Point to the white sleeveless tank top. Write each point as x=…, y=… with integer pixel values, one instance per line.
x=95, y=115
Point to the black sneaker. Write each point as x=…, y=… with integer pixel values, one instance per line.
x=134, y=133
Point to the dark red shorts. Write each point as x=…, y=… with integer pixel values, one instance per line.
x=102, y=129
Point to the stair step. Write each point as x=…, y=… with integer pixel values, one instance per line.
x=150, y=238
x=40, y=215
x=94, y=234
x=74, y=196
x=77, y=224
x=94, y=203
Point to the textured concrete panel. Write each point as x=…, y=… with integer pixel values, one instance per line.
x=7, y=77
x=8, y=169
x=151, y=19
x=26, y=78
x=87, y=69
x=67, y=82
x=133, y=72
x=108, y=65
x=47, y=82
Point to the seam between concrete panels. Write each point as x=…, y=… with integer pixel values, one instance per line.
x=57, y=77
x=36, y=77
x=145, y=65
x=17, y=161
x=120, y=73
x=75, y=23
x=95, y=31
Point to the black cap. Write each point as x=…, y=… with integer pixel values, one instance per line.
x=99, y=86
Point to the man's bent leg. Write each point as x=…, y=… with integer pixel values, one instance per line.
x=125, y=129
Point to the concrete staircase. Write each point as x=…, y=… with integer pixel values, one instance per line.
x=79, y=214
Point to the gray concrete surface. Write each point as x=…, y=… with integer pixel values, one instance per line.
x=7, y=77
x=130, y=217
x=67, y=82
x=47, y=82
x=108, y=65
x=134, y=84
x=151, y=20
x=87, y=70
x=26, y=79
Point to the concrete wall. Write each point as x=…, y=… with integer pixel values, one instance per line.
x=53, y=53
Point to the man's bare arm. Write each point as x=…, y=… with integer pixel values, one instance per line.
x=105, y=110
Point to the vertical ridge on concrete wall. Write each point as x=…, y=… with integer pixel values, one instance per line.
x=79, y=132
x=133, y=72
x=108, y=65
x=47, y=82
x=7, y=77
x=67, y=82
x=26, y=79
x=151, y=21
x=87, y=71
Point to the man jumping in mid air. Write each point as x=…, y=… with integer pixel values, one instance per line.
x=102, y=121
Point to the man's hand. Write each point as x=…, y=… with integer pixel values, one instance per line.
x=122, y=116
==*==
→ **What is needed**
List the stretch of lines above from the one containing "Point to the vertical" through the end as a numbered list, skipping any blank lines.

→ **Exercise solution**
1. Point to the vertical ridge on concrete wall. Write each point as x=…, y=… with integer pixel values, one instance per line.
2. x=79, y=132
3. x=133, y=72
4. x=108, y=65
5. x=47, y=82
6. x=7, y=77
7. x=67, y=82
8. x=26, y=79
9. x=151, y=21
10. x=87, y=71
11. Point to the man jumping in mid air. Write each point as x=…, y=… with integer pixel values, one instance per line.
12. x=102, y=121
13. Point to the man's hand. Write each point as x=…, y=… with integer pixel values, one instance per line.
14. x=122, y=116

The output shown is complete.